SET TASKS ▸
1. Name each distinct dollar amount that appears in the CSUSA group buy post below.
2. Pick up the CSUSA group buy post after its final sentence and carry it forward.
>> START SELECTED EXTRACT
# CSUSA Quickie Group Buy for Kits and More



## sbell111 (Sep 16, 2009)

*CSUSA Quickie Group Buy for Kits and More - CLOSED*

CLOSED

This is a somewhat “quickie” Craft Supplies USA group buy.  The purpose of this group buy is to allow people to benefit from CSUSA’s quantity discount on pen kits while still ordering whatever supplies and other stuff that they need.  

I hope to end this buy at 5pm (Central) on Monday 9/21, although I will accept orders right up to the point where I post that it is closed.  Since there has just been a pen-only buy that just closed, it is possible that we won’t have so many people participating that we might keep the buy open for an extra day or so to allow us to have enough kits for the discount or to have a large enough order to get free shipping from CSUSA.  I will not delay the group buy to get a minimum number of Apprentice kits.  

I’ve created an excel file with the product numbers, descriptions and group buy prices of all of their pen/pencil kits and accessories.  You can download the spreadsheet from this post. To use it for ordering just fill in the quantity you want and it will total. I prefer that you use the spreadsheet, but if you don’t want or are unable to use it, you can just include the information in an email or even post it to this thread, but in either case you must provide the CSUSA product numbers.  If you want to order something that isn’t on the menu, let me know and I’ll help you work out your cost.

You will note that the spreadsheet doesn’t calculate a discount for Apprentice kits.  This is because I don’t have a clue whether we will get one.  If we get a discount on these, I will refund the difference to you.

Since this is a ‘quickie’ group buy, I will need all payments to be made via PayPal.  If you are using PayPal, the fee is 3% plus $0.30. The PayPal fee is on the spreadsheet.  If you are not using the spreadsheet please make sure you add the fee. In all cases, please submit your orders and wait for my response/confirmation before paying. Any excess funds will be donated to IAP with the exception of  shipping-related saving, which will be refunded through PayPal, as explained below.

International orders will be accepted, shipping will be different. Send your international orders and I’ll respond with an estimate for PayPal and shipping and then send your payment. 

Shipments will be made by USPS flat rate packages. Up to 25 medium sized pen kits will fit into the smallest flat rate box which will cost $5.00 to ship. Approximately 20 Jr. Gent size pens will fit in a $5 flat rate box. If your order is for more than that, the next size box will cost $10.40 and it will easily hold 100 pen kits. The spreadsheet calculates the shipping at $5.00, if you are ordering more than will fit in a small box, please change the shipping to $10.40.  If I can pack the order into a smaller non-flat rate box that will cost less to ship, I’ll refund the difference to you.

Insurance is available, if desired.  I do not require that you pay for Insurance. But I also do not want to be responsible for what happens to your order after it leaves my control. The domestic shipping charges are in a table at the bottom of the spreadsheet.  If you want insurance, simply choose the amount that corresponds to the spreadsheet’s subtotal.
>> END SELECTED EXTRACT
>> START MATERIAL PROVIDED
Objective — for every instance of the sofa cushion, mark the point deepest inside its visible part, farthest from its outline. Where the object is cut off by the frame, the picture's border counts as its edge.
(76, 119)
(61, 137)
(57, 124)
>> END MATERIAL PROVIDED
ANSWERS TO EACH TASK ▸
1. $0.30, $5.00, $10.40

2.
I have made a stock status check and everything is in stock as of the day of this posting. It is possible that there will be sellouts before the group buy is placed. If there are backorders, I’m willing to accept late deliveries and ship any missing items when I receive them (you will have to pay for shipping twice or wait for all of the items arrive before shipping). If the items you ordered are backordered I will let you know as soon as I know. I’ll also cancel the backordered items and refund your money if you would like.

You must comply with all of the forum requirements for group buys; specifically you must provide your name, screen name, email, name on PayPal account, snail mail address and business name if you are having it sent to your business.

While I did try to ensure that the info on my spreadsheet is accurate, there’s a fair chance that I screwed up somewhere.  Please let me know if you find any errors.

Finally, thank you to all previous group buy managers who I have stolen ideas (and verbiage) from.

Note:  Spreadsheet corrected to include insurance in total as of 9:30A 9/16.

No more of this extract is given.